## EXTRAIT DE PAGE
⁂

Comme il avait mis à profit le premier confinement pour interroger la catastrophe qui s’annonçait aux Etats-Unis, David Crunelle a saisi la paralysie causée par le deuxième confinement pour poser un regard critique sur sa petite patrie.

Il jette un regard sans complaisance sur le miroir aux alouettes qu’est la Belgique, entre farce et faux-semblants. Farce du « surréalisme belge » qui habille des couleurs de la drôlerie, le pathétique de la vacuité et de l’autosatisfaction ; qui masque sous les gamins urinant en public et les monceaux de coquilles de moule, sa bêtise, sa médiocrité et son égoïsme.

Tandis que montent les fascismes, que meurent les migrants, que crèvent les vieux parqués dans les homes livrés à la pandémie, que s’agitent les girouettes politiques imbues de leur présidence de parti et que s’embourbent les héritiers des ministères et des secrétariats d’État aux querelles de clochers, la Belgique se chante le refrain de la légèreté et de la drôlerie. Elle se veut Auguste, quand elle n’est qu’un pitre à l’agonie.

Pourtant, il fut une époque où la Belgique se donnait des lettres de noblesse, puisant dans son « glorieux passé », des figures qu’elle pourrait admirer, fût-ce au prix du travestissement de l’histoire. Ce temps de faux-semblants était celui des Pères Blancs et de Tintin au Congo, du culte des rois conquérants de continents inconnus ou chevaliers dans la boue de l’Yser, de l’industrie glorieuse et de la silicose, de l’histoire édifiante du plus brave de tous les peuples de la Gaule et de la vaillante lutte contre l’occupant espagnol.

David Crunelle s’en saisit au travers d’une institution qui accompagna le chant du cygne de la Belgique et qui berça l’enfance de ceux qui agonisent aujourd’hui dans l’anonymat des salles de réanimation : les ouvrages « Artis Historia ». Chaque famille qui consommait les produits participants était récompensée par des points lui donnant notamment accès à l’édifiant récit de sa chère patrie.

⁂

## CONSIGNES DE TRAVAIL
1. Reprenez le passage de l'extrait sur la Belgique allant de "David Crunelle s’en" jusqu'à "sa chère patrie.", en renommant "points" en "vignettes".
2. Dites si chacune des affirmations suivantes concorde avec l'extrait sur la Belgique, en répondant par oui ou par non et en citant les mots décisifs de l'extrait. (a) David Crunelle a profité du deuxième confinement pour porter un regard critique sur la Belgique. (b) Le premier confinement lui a servi à interroger une catastrophe qui s'annonçait en France. (c) L'extrait présente la Belgique comme un véritable Auguste.
3. Reprenez l'extrait sur la Belgique après sa dernière phrase et poursuivez-le.

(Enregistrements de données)
⁂

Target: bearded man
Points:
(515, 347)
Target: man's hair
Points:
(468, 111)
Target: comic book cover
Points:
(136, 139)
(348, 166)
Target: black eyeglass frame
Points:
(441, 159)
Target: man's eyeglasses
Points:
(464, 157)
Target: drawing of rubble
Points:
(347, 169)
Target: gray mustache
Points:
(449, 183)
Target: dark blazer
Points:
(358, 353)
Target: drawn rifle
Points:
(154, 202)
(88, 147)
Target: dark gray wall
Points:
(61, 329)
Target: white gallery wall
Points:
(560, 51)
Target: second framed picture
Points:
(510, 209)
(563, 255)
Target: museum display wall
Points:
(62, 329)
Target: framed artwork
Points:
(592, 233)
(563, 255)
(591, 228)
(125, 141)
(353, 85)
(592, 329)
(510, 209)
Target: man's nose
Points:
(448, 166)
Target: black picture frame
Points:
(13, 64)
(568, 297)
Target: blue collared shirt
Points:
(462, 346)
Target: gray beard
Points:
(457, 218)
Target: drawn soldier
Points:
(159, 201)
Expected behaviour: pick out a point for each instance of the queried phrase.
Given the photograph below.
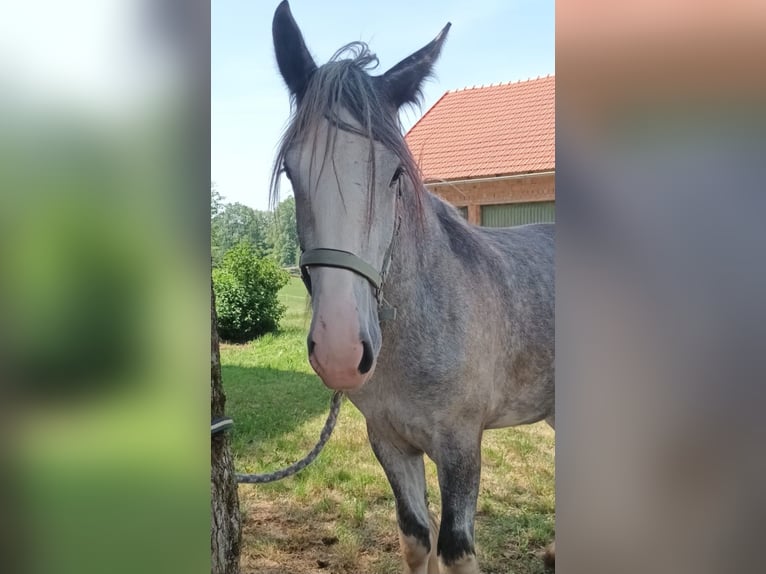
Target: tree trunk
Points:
(225, 534)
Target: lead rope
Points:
(324, 436)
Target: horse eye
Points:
(397, 174)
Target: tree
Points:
(284, 234)
(246, 287)
(235, 223)
(225, 528)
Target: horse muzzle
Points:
(340, 350)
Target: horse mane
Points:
(344, 82)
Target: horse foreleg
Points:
(406, 474)
(459, 469)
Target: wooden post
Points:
(225, 532)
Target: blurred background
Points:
(660, 314)
(105, 257)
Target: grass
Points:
(338, 514)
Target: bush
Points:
(246, 288)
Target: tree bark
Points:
(225, 532)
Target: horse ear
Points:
(293, 58)
(403, 82)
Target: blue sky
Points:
(491, 41)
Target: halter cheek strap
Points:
(341, 259)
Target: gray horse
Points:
(435, 329)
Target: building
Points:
(490, 151)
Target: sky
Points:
(490, 42)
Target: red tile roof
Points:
(487, 131)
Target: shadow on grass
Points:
(267, 403)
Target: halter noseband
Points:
(325, 257)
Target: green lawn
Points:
(338, 514)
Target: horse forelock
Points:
(343, 83)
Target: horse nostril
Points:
(367, 359)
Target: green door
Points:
(510, 214)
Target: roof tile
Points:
(486, 131)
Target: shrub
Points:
(246, 288)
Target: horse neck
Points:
(419, 254)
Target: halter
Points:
(337, 258)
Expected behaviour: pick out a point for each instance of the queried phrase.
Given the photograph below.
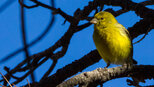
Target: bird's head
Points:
(103, 18)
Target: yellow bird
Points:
(112, 40)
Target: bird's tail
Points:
(134, 61)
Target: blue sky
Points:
(81, 43)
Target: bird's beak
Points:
(94, 21)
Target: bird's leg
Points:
(105, 68)
(108, 64)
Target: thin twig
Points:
(6, 79)
(24, 38)
(142, 37)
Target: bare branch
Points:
(100, 76)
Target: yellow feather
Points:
(112, 40)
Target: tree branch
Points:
(100, 75)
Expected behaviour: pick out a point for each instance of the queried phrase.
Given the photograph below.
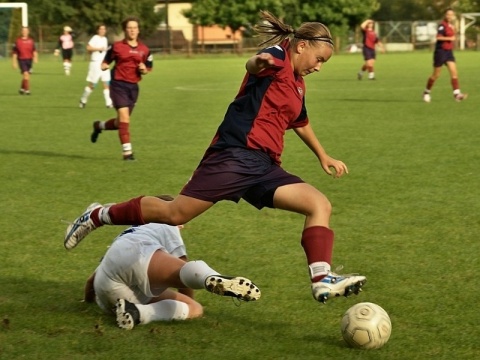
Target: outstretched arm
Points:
(308, 136)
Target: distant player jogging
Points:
(243, 159)
(132, 60)
(443, 55)
(135, 277)
(97, 47)
(370, 41)
(24, 53)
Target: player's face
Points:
(310, 58)
(132, 30)
(102, 30)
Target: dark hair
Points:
(277, 31)
(127, 20)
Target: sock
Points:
(164, 310)
(430, 83)
(126, 213)
(194, 273)
(455, 86)
(124, 133)
(317, 242)
(106, 96)
(86, 93)
(110, 124)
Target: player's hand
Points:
(329, 163)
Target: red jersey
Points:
(267, 104)
(127, 58)
(369, 38)
(24, 48)
(445, 29)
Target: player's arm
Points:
(259, 62)
(308, 136)
(89, 289)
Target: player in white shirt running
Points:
(97, 46)
(143, 262)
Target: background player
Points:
(23, 54)
(65, 46)
(132, 60)
(97, 47)
(443, 55)
(370, 40)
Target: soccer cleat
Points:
(96, 131)
(237, 287)
(129, 157)
(127, 314)
(427, 97)
(337, 285)
(81, 227)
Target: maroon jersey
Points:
(267, 104)
(24, 48)
(445, 29)
(127, 58)
(369, 38)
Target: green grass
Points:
(406, 216)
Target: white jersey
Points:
(122, 273)
(99, 42)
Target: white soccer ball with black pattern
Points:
(366, 326)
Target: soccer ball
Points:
(366, 326)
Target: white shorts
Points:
(123, 273)
(95, 73)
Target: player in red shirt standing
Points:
(132, 60)
(370, 40)
(23, 54)
(243, 160)
(443, 55)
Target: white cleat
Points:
(81, 227)
(337, 285)
(237, 287)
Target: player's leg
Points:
(452, 69)
(137, 211)
(317, 239)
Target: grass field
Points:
(406, 216)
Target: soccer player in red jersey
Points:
(243, 159)
(132, 60)
(443, 55)
(23, 54)
(370, 40)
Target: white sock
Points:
(86, 93)
(106, 95)
(164, 310)
(319, 268)
(194, 273)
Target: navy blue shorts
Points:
(368, 53)
(441, 57)
(237, 173)
(67, 54)
(123, 94)
(24, 65)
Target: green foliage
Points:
(406, 215)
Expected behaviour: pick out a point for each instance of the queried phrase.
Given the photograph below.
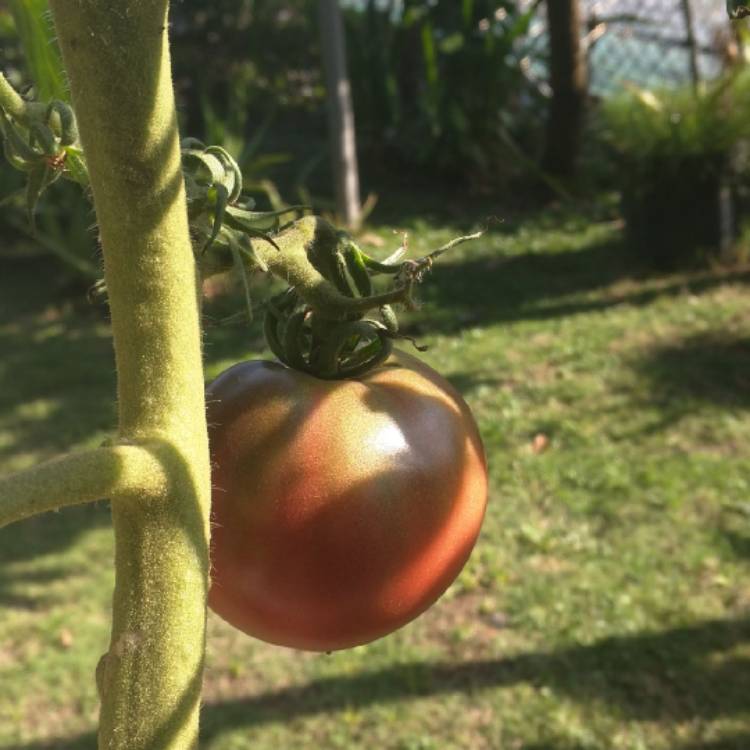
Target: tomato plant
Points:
(341, 509)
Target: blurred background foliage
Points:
(451, 94)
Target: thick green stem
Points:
(117, 59)
(81, 478)
(10, 99)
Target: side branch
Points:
(81, 477)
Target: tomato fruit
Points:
(341, 510)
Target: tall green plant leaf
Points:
(34, 27)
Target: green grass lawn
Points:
(607, 604)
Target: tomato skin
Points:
(341, 510)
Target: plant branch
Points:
(80, 478)
(116, 56)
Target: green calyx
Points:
(327, 342)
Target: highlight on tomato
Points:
(342, 509)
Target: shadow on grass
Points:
(541, 286)
(57, 374)
(707, 368)
(676, 675)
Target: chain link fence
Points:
(649, 43)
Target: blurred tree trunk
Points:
(340, 113)
(568, 76)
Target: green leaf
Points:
(34, 28)
(738, 9)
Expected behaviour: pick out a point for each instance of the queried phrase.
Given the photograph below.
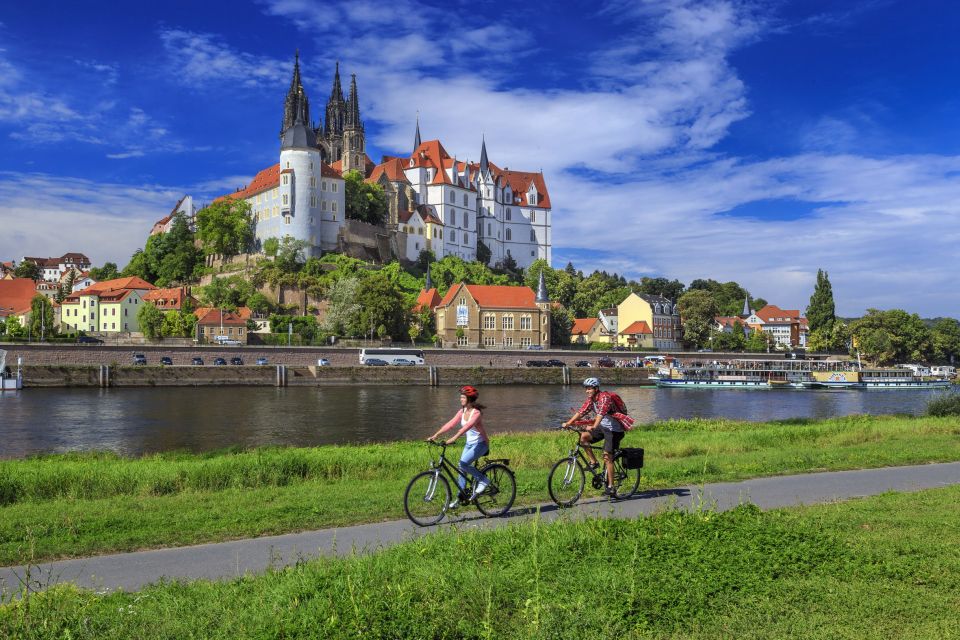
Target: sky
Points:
(733, 140)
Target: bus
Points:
(390, 356)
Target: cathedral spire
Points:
(353, 106)
(416, 138)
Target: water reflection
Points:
(136, 421)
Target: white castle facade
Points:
(436, 202)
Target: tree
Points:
(821, 312)
(225, 227)
(697, 310)
(363, 200)
(41, 316)
(108, 271)
(27, 269)
(151, 321)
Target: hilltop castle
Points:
(435, 201)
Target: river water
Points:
(147, 420)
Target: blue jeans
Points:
(471, 453)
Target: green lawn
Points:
(882, 567)
(75, 505)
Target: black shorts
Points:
(611, 439)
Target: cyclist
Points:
(606, 427)
(470, 420)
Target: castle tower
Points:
(354, 144)
(296, 100)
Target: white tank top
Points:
(473, 436)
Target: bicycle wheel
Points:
(566, 482)
(499, 496)
(625, 480)
(426, 498)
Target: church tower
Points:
(354, 145)
(332, 138)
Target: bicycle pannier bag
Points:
(632, 458)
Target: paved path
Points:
(130, 571)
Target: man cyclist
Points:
(605, 427)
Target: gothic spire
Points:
(353, 106)
(542, 295)
(416, 138)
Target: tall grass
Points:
(877, 568)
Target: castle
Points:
(436, 202)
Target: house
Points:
(586, 331)
(783, 325)
(660, 314)
(494, 316)
(213, 322)
(110, 306)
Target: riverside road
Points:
(132, 571)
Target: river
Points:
(136, 421)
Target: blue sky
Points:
(748, 141)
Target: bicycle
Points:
(568, 476)
(428, 494)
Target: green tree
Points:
(108, 271)
(225, 227)
(945, 338)
(821, 312)
(698, 308)
(151, 321)
(27, 269)
(41, 317)
(364, 201)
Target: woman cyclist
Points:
(605, 427)
(470, 420)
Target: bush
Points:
(945, 405)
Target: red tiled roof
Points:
(638, 327)
(495, 296)
(583, 326)
(16, 294)
(428, 299)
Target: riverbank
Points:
(83, 504)
(283, 376)
(878, 567)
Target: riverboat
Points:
(790, 374)
(9, 381)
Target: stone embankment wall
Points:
(180, 376)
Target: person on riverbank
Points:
(470, 420)
(609, 425)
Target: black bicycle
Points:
(428, 496)
(567, 478)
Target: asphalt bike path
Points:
(224, 560)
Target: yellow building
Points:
(661, 317)
(105, 307)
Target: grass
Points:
(83, 504)
(882, 567)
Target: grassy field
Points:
(74, 505)
(883, 567)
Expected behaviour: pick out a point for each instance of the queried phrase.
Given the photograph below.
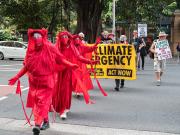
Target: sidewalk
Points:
(16, 127)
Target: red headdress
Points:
(39, 62)
(77, 42)
(31, 44)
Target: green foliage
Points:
(168, 10)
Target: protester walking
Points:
(39, 64)
(178, 52)
(120, 82)
(159, 65)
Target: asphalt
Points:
(140, 106)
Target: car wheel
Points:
(1, 56)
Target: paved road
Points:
(140, 106)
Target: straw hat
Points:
(162, 34)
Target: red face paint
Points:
(38, 40)
(64, 39)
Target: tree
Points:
(89, 17)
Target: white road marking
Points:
(11, 65)
(18, 126)
(2, 98)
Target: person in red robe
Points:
(63, 90)
(39, 64)
(83, 81)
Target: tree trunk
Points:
(88, 18)
(178, 4)
(55, 12)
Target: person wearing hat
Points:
(118, 82)
(159, 65)
(81, 35)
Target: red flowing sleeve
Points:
(78, 56)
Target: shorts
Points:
(159, 65)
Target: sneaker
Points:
(158, 83)
(36, 130)
(116, 89)
(63, 116)
(122, 86)
(45, 125)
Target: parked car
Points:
(12, 49)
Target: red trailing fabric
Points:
(98, 83)
(84, 91)
(18, 91)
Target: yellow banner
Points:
(117, 61)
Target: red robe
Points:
(82, 71)
(64, 86)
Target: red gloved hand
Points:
(95, 47)
(13, 80)
(95, 62)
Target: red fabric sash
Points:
(18, 91)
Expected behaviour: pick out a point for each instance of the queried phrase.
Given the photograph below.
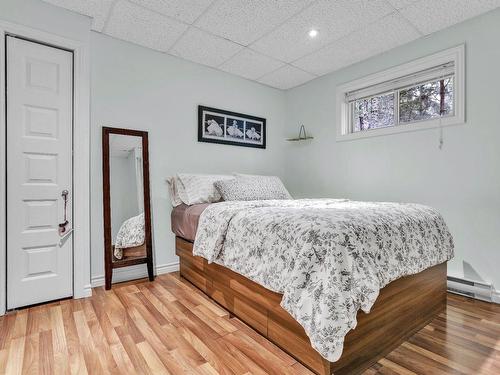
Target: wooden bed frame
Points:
(402, 308)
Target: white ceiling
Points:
(267, 40)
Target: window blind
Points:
(441, 71)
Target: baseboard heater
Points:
(470, 288)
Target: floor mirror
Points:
(126, 201)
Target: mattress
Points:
(184, 220)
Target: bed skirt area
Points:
(402, 308)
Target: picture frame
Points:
(230, 128)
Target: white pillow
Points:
(173, 191)
(249, 188)
(198, 188)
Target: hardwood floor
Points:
(168, 326)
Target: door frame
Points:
(81, 155)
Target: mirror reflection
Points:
(127, 196)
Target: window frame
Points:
(344, 126)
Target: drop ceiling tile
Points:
(244, 21)
(183, 10)
(141, 26)
(286, 77)
(332, 19)
(398, 4)
(201, 47)
(430, 15)
(97, 9)
(250, 64)
(373, 39)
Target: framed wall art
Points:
(230, 128)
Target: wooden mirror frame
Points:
(110, 265)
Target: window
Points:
(419, 95)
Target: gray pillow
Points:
(252, 188)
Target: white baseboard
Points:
(134, 272)
(496, 296)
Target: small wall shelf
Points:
(302, 135)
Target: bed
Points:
(130, 239)
(231, 237)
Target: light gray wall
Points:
(43, 16)
(134, 87)
(462, 180)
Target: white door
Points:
(39, 168)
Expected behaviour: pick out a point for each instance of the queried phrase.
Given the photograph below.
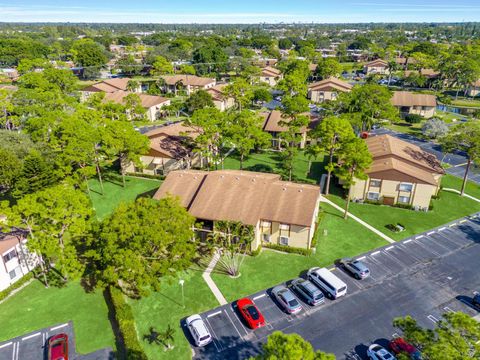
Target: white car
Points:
(377, 352)
(199, 330)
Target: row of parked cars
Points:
(320, 283)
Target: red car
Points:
(400, 346)
(58, 347)
(250, 313)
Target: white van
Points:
(331, 285)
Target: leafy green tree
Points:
(332, 134)
(122, 141)
(161, 66)
(143, 243)
(456, 337)
(87, 52)
(371, 102)
(241, 91)
(354, 159)
(37, 173)
(244, 131)
(10, 169)
(464, 137)
(290, 346)
(328, 67)
(200, 99)
(56, 218)
(210, 124)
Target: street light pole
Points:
(181, 282)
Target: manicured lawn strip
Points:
(115, 193)
(448, 207)
(269, 161)
(162, 308)
(453, 182)
(35, 307)
(336, 238)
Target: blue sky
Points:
(243, 11)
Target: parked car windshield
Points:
(252, 311)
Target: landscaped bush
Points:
(126, 324)
(413, 118)
(16, 285)
(289, 249)
(147, 176)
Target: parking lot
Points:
(32, 346)
(423, 276)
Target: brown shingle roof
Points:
(242, 196)
(109, 85)
(390, 153)
(147, 100)
(191, 80)
(170, 140)
(377, 63)
(330, 84)
(407, 98)
(270, 71)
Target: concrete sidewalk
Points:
(211, 284)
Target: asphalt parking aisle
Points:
(226, 334)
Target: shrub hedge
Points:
(288, 249)
(126, 324)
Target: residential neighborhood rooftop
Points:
(242, 196)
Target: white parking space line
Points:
(31, 336)
(259, 296)
(5, 345)
(215, 313)
(58, 327)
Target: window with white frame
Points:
(404, 199)
(373, 195)
(283, 240)
(406, 187)
(10, 255)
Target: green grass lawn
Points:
(336, 238)
(453, 182)
(164, 308)
(269, 161)
(115, 193)
(448, 207)
(35, 307)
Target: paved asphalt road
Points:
(457, 160)
(424, 276)
(32, 346)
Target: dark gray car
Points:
(309, 292)
(286, 298)
(357, 268)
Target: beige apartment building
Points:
(410, 103)
(327, 89)
(280, 212)
(401, 173)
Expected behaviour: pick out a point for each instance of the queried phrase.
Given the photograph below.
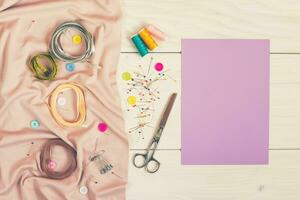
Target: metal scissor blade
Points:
(167, 110)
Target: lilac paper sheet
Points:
(225, 102)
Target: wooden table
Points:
(276, 20)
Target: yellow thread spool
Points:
(80, 105)
(148, 40)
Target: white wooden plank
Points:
(277, 181)
(275, 20)
(284, 100)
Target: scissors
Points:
(146, 160)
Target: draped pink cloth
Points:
(25, 30)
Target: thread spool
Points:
(148, 40)
(156, 32)
(140, 45)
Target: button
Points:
(70, 67)
(61, 101)
(76, 39)
(102, 127)
(83, 190)
(52, 164)
(34, 124)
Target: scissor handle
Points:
(152, 165)
(143, 161)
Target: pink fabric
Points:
(25, 29)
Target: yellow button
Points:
(76, 39)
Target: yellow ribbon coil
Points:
(80, 105)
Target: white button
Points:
(83, 190)
(61, 101)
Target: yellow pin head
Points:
(126, 76)
(76, 39)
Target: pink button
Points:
(52, 165)
(159, 66)
(102, 127)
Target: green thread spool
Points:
(140, 45)
(43, 71)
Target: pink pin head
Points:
(52, 165)
(102, 127)
(159, 67)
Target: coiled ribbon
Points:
(81, 107)
(57, 50)
(45, 158)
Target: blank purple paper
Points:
(225, 102)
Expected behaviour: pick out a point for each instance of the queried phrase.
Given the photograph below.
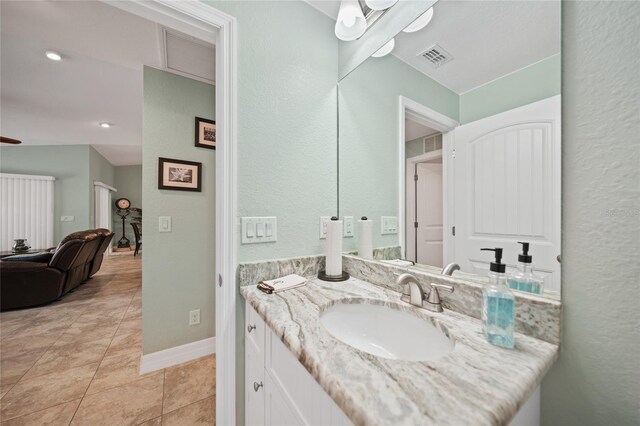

⁂

## RÉPONSES AUX CONSIGNES
1.
David Crunelle s’en saisit au travers d’une institution qui accompagna le chant du cygne de la Belgique et qui berça l’enfance de ceux qui agonisent aujourd’hui dans l’anonymat des salles de réanimation : les ouvrages « Artis Historia ». Chaque famille qui consommait les produits participants était récompensée par des vignettes lui donnant notamment accès à l’édifiant récit de sa chère patrie.

2.
(a) Oui : « David Crunelle a saisi la paralysie causée par le deuxième confinement pour poser un regard critique sur sa petite patrie ».
(b) Non : « interroger la catastrophe qui s’annonçait aux Etats-Unis ».
(c) Non : « Elle se veut Auguste, quand elle n’est qu’un pitre à l’agonie ».

3.
C’est ainsi toute une population qui apprit à connaitre « nos gloires » et à voir la Belgique plus grande qu’elle ne l’était. L’union faisait alors la force, les Belges marchaient dans les pas de grands hommes dont ils avaient hérité un petit mais prestigieux royaume et ils étaient appelés à prolonger cette œuvre. Au milieu du concert des nations européennes, forte de ses seules fermes et usines, la Belgique a voulu s’inventer un panthéon, convaincue que seul le jugement des dieux confirmerait son existence. L’ordalie n’a hélas pas eu l’issue escomptée et les dieux ne sont pas venus prêter main forte aux humains pour confirmer leur bon droit. Or, l’ordalie revient à mettre sa vie entre les mains des divinités. Un désaveu signe le plus souvent la mort.

Aujourd’hui, les glorieux personnages de l’éternelle Belgique sont sans héritiers et, pour la plupart, retournés à l’oubli ou voués aux gémonies, l’union sacrée autour des grandes figures a vécu et nous peinons à nous rappeler du sens que pouvait bien avoir cet acharnement à exister.

Dans les ruines d’un pays ridiculisé par sa réponse à la pandémie, David Crunelle se réapproprie « nos gloires ». Sans les tirer de l’anonymat, il en éclate l’image, entre tentative de deuil d’un monde disparu et joie de sentir se déserrer l’étreinte rance d’un fantomatique aïeul. Alors que la Belgique suffoque, inconsciente, noyée sous les tuyaux de son respirateur, il danse, avec rage et tristesse.

Artis – Historia est une maison d’édition belge, qui a publié des livres durant la seconde moitié du xxe siècle.
Cette maison avait acquis sur le marché belge une grande notoriété grâce à son système d’épargne développé en synergie avec de grandes marques de produits de grande distribution.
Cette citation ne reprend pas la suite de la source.